» PROBLEM
When the string "rough" appears in a line of the records, show the whole line.

» EXERCISE MATERIAL
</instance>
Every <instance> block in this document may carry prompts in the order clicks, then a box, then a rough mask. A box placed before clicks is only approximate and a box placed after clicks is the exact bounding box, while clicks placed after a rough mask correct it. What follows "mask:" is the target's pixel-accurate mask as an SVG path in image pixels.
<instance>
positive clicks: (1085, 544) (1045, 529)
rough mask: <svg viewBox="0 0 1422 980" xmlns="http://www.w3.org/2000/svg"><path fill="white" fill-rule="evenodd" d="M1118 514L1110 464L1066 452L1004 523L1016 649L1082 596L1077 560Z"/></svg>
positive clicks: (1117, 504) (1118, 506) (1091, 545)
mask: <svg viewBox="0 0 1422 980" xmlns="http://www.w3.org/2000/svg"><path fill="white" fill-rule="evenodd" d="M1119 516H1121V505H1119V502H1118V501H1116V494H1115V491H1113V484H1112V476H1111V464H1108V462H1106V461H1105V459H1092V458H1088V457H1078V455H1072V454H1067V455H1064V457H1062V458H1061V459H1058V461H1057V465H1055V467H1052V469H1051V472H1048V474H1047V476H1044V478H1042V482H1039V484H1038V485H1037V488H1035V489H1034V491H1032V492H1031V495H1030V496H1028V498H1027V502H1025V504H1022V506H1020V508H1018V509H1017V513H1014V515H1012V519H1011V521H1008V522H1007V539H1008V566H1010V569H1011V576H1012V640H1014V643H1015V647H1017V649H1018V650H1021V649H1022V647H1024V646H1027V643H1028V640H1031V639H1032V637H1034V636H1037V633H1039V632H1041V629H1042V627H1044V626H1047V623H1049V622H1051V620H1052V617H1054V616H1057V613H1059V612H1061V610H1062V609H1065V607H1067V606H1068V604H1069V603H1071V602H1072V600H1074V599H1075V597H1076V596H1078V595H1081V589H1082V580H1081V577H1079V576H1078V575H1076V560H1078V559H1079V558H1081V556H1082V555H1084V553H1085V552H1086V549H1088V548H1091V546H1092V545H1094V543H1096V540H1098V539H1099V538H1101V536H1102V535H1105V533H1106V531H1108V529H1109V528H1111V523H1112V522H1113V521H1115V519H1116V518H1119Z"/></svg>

» TASK OUTPUT
Every <instance> block in this document may carry prompts in the order clicks, then a box, then a rough mask. A box placed before clicks is only approximate and a box placed after clicks is the exact bounding box, while clicks placed after a rough mask correct it. What follows "mask:" is the target's pixel-accurate mask as an SVG path in image pixels.
rough mask: <svg viewBox="0 0 1422 980" xmlns="http://www.w3.org/2000/svg"><path fill="white" fill-rule="evenodd" d="M1118 514L1110 464L1066 452L1004 523L1016 649L1082 596L1077 560Z"/></svg>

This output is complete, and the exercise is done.